#### Set problem:
Emit the data below verbatim, stripping out any pictures.

(Position identification records)
════
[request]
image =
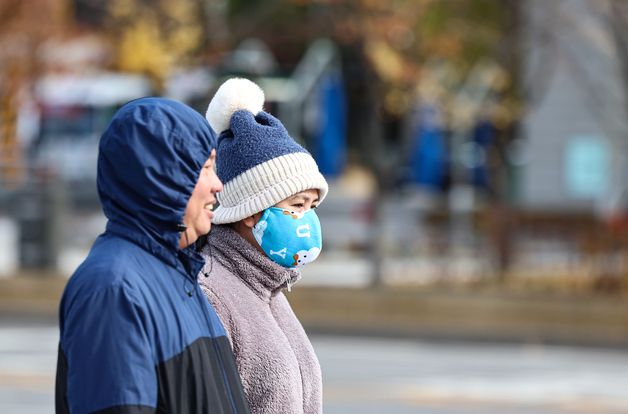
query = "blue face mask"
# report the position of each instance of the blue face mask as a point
(289, 238)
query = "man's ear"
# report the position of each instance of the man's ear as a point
(251, 221)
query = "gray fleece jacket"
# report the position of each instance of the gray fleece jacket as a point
(279, 369)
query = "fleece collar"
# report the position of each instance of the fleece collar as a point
(263, 276)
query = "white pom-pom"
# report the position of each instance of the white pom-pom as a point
(233, 95)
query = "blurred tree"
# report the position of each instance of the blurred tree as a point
(24, 26)
(388, 48)
(154, 38)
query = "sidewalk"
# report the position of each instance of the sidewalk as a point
(426, 312)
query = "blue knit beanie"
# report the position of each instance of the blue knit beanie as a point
(258, 162)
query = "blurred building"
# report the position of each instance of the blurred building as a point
(576, 127)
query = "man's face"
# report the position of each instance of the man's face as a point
(199, 211)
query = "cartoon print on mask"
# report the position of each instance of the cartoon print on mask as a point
(295, 214)
(286, 240)
(258, 230)
(303, 257)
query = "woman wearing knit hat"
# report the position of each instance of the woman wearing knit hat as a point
(265, 229)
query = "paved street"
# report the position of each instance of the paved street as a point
(366, 375)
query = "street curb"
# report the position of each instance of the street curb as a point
(441, 314)
(423, 312)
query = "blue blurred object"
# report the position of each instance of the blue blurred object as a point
(329, 145)
(427, 164)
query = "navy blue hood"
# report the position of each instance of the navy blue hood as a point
(149, 161)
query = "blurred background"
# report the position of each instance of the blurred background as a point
(476, 244)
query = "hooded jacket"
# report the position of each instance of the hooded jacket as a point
(279, 369)
(137, 335)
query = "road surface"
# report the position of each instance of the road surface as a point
(370, 375)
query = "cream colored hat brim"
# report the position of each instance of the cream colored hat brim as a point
(267, 184)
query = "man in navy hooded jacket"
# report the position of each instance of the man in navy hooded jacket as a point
(137, 334)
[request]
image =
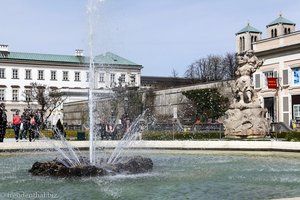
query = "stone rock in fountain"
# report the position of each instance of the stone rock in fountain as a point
(245, 117)
(128, 165)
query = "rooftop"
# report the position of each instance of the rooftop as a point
(281, 20)
(107, 58)
(248, 28)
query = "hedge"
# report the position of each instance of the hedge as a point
(181, 135)
(289, 136)
(47, 133)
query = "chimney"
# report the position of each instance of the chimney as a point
(4, 50)
(78, 52)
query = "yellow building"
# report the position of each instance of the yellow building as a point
(281, 54)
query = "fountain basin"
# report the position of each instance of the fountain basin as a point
(175, 175)
(60, 168)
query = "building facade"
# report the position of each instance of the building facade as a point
(281, 54)
(68, 73)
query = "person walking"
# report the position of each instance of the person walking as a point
(25, 120)
(16, 124)
(32, 127)
(3, 122)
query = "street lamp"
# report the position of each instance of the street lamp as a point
(126, 104)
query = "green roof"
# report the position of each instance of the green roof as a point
(42, 57)
(281, 20)
(108, 58)
(112, 59)
(248, 28)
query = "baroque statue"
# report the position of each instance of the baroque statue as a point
(245, 117)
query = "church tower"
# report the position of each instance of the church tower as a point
(280, 26)
(245, 38)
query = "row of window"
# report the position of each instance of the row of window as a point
(293, 78)
(15, 95)
(274, 32)
(40, 76)
(242, 42)
(65, 77)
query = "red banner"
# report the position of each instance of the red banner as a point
(272, 83)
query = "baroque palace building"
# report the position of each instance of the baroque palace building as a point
(67, 73)
(281, 54)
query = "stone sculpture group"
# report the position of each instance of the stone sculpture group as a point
(245, 117)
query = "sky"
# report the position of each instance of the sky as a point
(161, 35)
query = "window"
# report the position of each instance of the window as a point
(269, 74)
(2, 94)
(296, 110)
(132, 79)
(15, 94)
(28, 95)
(101, 77)
(27, 74)
(242, 44)
(2, 73)
(65, 76)
(112, 78)
(296, 76)
(40, 74)
(53, 75)
(122, 78)
(15, 74)
(87, 77)
(77, 76)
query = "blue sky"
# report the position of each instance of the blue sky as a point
(161, 35)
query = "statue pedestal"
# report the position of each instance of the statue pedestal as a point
(245, 121)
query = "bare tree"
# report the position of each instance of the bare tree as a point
(174, 73)
(230, 65)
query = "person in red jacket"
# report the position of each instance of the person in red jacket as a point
(16, 124)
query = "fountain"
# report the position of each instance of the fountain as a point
(73, 165)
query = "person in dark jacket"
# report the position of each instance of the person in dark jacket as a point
(3, 121)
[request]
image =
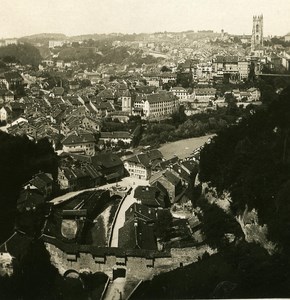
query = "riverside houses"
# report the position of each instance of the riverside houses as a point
(82, 143)
(160, 105)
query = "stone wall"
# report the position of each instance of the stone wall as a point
(136, 266)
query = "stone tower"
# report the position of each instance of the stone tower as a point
(257, 33)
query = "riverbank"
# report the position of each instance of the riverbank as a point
(183, 148)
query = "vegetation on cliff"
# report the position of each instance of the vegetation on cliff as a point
(251, 161)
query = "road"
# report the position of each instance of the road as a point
(128, 201)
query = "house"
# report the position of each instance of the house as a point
(116, 136)
(9, 96)
(243, 68)
(160, 105)
(13, 249)
(30, 200)
(126, 99)
(42, 182)
(5, 113)
(227, 64)
(109, 165)
(205, 94)
(153, 79)
(170, 182)
(150, 196)
(254, 94)
(57, 91)
(90, 123)
(14, 80)
(77, 178)
(180, 92)
(83, 143)
(140, 165)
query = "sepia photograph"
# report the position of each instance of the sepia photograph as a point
(144, 149)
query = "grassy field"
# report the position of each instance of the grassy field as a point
(182, 148)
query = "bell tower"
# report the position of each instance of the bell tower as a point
(257, 33)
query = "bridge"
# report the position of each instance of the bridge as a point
(273, 75)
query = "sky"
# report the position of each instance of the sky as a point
(75, 17)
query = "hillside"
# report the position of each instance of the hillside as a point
(250, 164)
(43, 38)
(23, 53)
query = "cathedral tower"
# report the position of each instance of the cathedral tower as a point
(257, 33)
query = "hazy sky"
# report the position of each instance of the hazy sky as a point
(72, 17)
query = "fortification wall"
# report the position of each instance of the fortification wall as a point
(137, 267)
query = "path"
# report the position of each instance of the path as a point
(128, 201)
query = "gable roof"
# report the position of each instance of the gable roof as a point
(76, 138)
(17, 245)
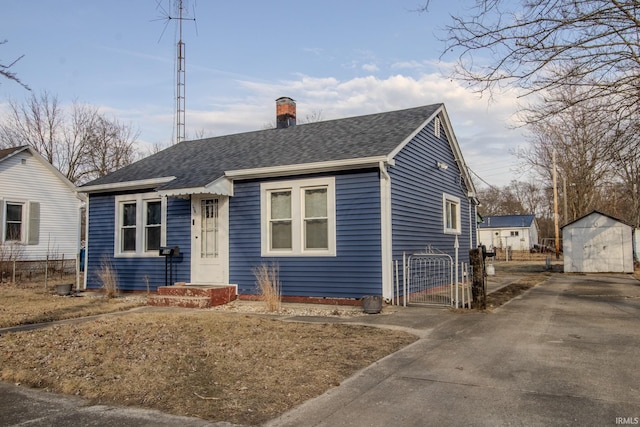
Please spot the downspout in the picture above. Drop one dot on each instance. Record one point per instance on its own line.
(385, 230)
(86, 242)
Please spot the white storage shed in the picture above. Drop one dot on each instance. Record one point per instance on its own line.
(597, 243)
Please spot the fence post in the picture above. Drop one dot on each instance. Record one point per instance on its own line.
(478, 285)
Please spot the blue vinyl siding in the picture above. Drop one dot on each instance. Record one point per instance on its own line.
(132, 271)
(356, 269)
(417, 188)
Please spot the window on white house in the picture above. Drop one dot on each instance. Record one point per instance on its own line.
(451, 214)
(153, 225)
(140, 224)
(299, 217)
(20, 222)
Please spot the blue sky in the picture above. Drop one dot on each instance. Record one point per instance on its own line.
(341, 58)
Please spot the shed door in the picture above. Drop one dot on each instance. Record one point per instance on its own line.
(602, 249)
(209, 240)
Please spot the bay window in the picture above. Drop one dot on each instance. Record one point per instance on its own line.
(140, 224)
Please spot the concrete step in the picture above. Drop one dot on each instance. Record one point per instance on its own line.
(179, 301)
(193, 296)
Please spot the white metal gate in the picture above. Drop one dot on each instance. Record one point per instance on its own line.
(430, 279)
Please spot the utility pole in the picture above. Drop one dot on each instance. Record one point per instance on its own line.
(555, 205)
(180, 80)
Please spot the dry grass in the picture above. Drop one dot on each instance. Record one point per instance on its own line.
(30, 303)
(215, 365)
(108, 277)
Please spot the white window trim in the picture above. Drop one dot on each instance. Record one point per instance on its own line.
(451, 199)
(297, 188)
(140, 200)
(24, 224)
════
#### Full response:
[request]
image =
query = "blue face mask"
# report the position of each instance of the blue face mask as a point
(289, 238)
query = "man's ear"
# report the position of each instance of the man's ear as a point
(251, 221)
query = "gray fleece jacket"
# report the position of each instance of the gray fleece jacket as a point
(279, 369)
query = "fleece collar"
# report the position of each instance of the fleece collar as a point
(263, 276)
query = "white pom-pom"
# report the position of each instance of the white pom-pom as a point
(233, 95)
query = "blurred tree"
# report the position of each instance of the blurred tree as a point
(24, 26)
(388, 48)
(154, 38)
query = "sidewalk"
# report the position of each instance of the sidewalk as a point
(426, 312)
query = "blue knit beanie"
# report the position of each instance of the blue knit beanie as a point
(258, 162)
query = "blurred building"
# report the position of each instance of the blurred building as a point
(576, 127)
query = "man's face"
# report the position of each instance of the man's face as a point
(199, 211)
query = "cartoon print on mask"
# report the position of each instance of the cartoon print on mask as a point
(295, 214)
(286, 240)
(258, 230)
(303, 257)
query = "woman wearing knit hat"
# report the position of each instance of the woman wearing knit hat as a point
(265, 229)
query = "paved street"
# report the position of each instance of the paved street as a point
(366, 375)
query = "street curb"
# report the position of each instance of the street curb as a point
(441, 314)
(423, 312)
query = "blue blurred object"
# report the position of each instance of the blue blurred object as a point
(329, 145)
(427, 164)
query = "navy blue hood"
# report the position of each instance of the navy blue hood as a point
(149, 161)
query = "blurred background"
# report the position of each instance of the blurred background as a point
(476, 244)
query = "hooded jacket"
# report the position of each instance of the hooded jacket as a point
(279, 369)
(137, 335)
query = "road surface"
# report the position of each instance of the road surface as a point
(370, 375)
query = "cream colored hat brim"
# report the position of each instance of the cream colored hat brim as a point
(267, 184)
query = "man in navy hooded jacket"
# report the position of each instance of the man in navy hooded jacket as a point
(137, 334)
[request]
image =
query = "stone rock in fountain"
# report the position of each instance of the stone rock in fountain as a point
(245, 117)
(128, 165)
query = "rooftop"
# report the position of each instance of the rooftop as a point
(281, 20)
(107, 58)
(248, 28)
query = "hedge"
# report the position of each instance of the hedge as a point
(181, 135)
(289, 136)
(47, 133)
query = "chimney"
# report the position of each instance of the chimney as a point
(4, 50)
(78, 52)
query = "yellow building"
# report the position of each instance of the yellow building as a point
(281, 54)
query = "fountain basin"
# report the position of each instance of the fountain basin as a point
(175, 175)
(60, 168)
query = "building facade"
# report the position of each instance of the building facade as a point
(281, 54)
(68, 73)
query = "person walking"
# report the position of each instance of the person walking as a point
(25, 120)
(16, 124)
(32, 127)
(3, 122)
query = "street lamp"
# report the position of each instance of the street lamp as a point
(126, 104)
query = "green roof"
# report the position of each instance of the green roof as a point
(42, 57)
(281, 20)
(108, 58)
(112, 59)
(248, 28)
query = "baroque statue"
# report the position of each instance of the baroque statue as a point
(245, 117)
query = "church tower"
# report the position of each instance of the church tower as a point
(280, 26)
(245, 38)
query = "row of window"
# report the position of each instance of the row of window as a point
(293, 78)
(15, 95)
(274, 32)
(40, 76)
(242, 42)
(65, 77)
query = "red banner"
# report the position of each instance of the red banner as a point
(272, 83)
query = "baroque palace building"
# report the position of each instance of the baroque palace building as a point
(67, 73)
(281, 54)
query = "stone sculpture group"
# report the position of each instance of the stone sculpture group as a point
(245, 117)
query = "sky"
# report the position of each instance of the sky as a point
(161, 35)
query = "window"
# report the position of each instance of the window as a point
(269, 74)
(2, 94)
(296, 110)
(132, 79)
(15, 94)
(28, 95)
(101, 77)
(27, 74)
(242, 44)
(2, 73)
(65, 76)
(112, 78)
(296, 76)
(40, 74)
(53, 75)
(122, 78)
(15, 74)
(87, 77)
(77, 76)
query = "blue sky"
# report the position of each instance of the blue sky as a point
(161, 35)
query = "statue pedestal"
# report the position of each instance of the statue pedestal as a point
(245, 121)
query = "bare tree"
# report the position of each instance of the bare tree as a point
(174, 73)
(230, 65)
query = "person in red jacket"
# report the position of each instance of the person in red jacket as a point
(16, 124)
query = "fountain"
# report the position of each instance of the fountain as a point
(73, 165)
query = "person in dark jacket"
# report the position of each instance of the person in dark jacket as a point
(3, 121)
[request]
image =
query = "riverside houses"
# report the position of each instance of the riverside houses as a point
(82, 143)
(160, 105)
query = "stone wall"
# report the position of each instance of the stone wall as a point
(136, 266)
query = "stone tower"
# report the position of each instance of the stone tower as a point
(257, 33)
query = "riverbank"
# report the position of each instance of the riverbank as a point
(183, 148)
query = "vegetation on cliff"
# report the position of each instance of the vegetation on cliff as a point
(251, 161)
query = "road"
# report the position of each instance of the road as a point
(128, 201)
query = "house"
# report the position of each instance of the house as a point
(116, 136)
(9, 96)
(243, 68)
(160, 105)
(13, 249)
(30, 200)
(126, 99)
(42, 182)
(5, 113)
(227, 64)
(109, 165)
(205, 94)
(153, 79)
(170, 182)
(150, 196)
(254, 94)
(57, 91)
(90, 123)
(14, 80)
(77, 178)
(180, 92)
(83, 143)
(140, 165)
query = "sepia photograph"
# report the position of each instance of the sepia photograph as a point
(144, 149)
query = "grassy field"
# report the position of each instance of the grassy field as a point
(182, 148)
query = "bell tower"
# report the position of each instance of the bell tower as a point
(257, 33)
query = "bridge"
# report the position of each instance of the bridge as a point
(273, 75)
query = "sky"
# report the position of each instance of the sky as a point
(75, 17)
query = "hillside"
# report the position of each instance of the hillside as a point
(250, 164)
(43, 38)
(23, 53)
query = "cathedral tower"
# report the position of each instance of the cathedral tower as a point
(257, 33)
query = "hazy sky"
# report the position of each instance of the hazy sky as a point
(72, 17)
query = "fortification wall"
# report the position of each instance of the fortification wall as a point
(137, 267)
query = "path"
# report the position of each instance of the path as a point
(128, 201)
query = "gable roof"
# report the position of each instance of the gable roof as a point
(76, 138)
(17, 245)
Please spot the downspout in the picture above. Drop one dot on each instance. Record one point per instance on its own line.
(385, 230)
(86, 242)
Please spot the white storage shed in the picture above. Drop one dot on each instance. Record one point per instance on its own line.
(597, 243)
Please spot the fence post in the picture above. Drop one dot on each instance. Record one point per instance on its own line.
(478, 285)
Please spot the blue vinyl siding in the picture above. Drop one dot on each instance. Record one point per instance on its own line.
(132, 271)
(356, 269)
(417, 188)
Please spot the window on white house in the picture above. Drop one dot on each instance. Record one point per instance on its own line.
(451, 214)
(153, 225)
(140, 224)
(299, 217)
(20, 222)
Please spot the blue sky in the picture above. Drop one dot on each instance. Record one point per instance on its own line.
(341, 58)
Please spot the shed door in the picture above. Drop one dot on each instance. Record one point per instance on its own line.
(602, 249)
(209, 240)
Please spot the bay window in the picture above. Drop one dot on each instance. Record one point per instance on its own line.
(140, 224)
Please spot the concrete step in the picture above. Drop one dot on each instance. Record one point per instance on its own line.
(179, 301)
(193, 296)
Please spot the white metal gate in the picture above. Drop one dot on each instance. Record one point per instance on its own line.
(430, 279)
Please spot the utility pole in the picture above. Drop one dot on each instance. Record one point per instance on its own line.
(555, 205)
(180, 80)
Please spot the dry grass in the picture above. Drop one dot on each instance. Record one point per instance on its own line.
(30, 303)
(215, 365)
(108, 277)
Please spot the white window trim in the picture above. Drop one dot on each instance. Record one point per instance on its own line.
(451, 199)
(297, 188)
(140, 200)
(24, 224)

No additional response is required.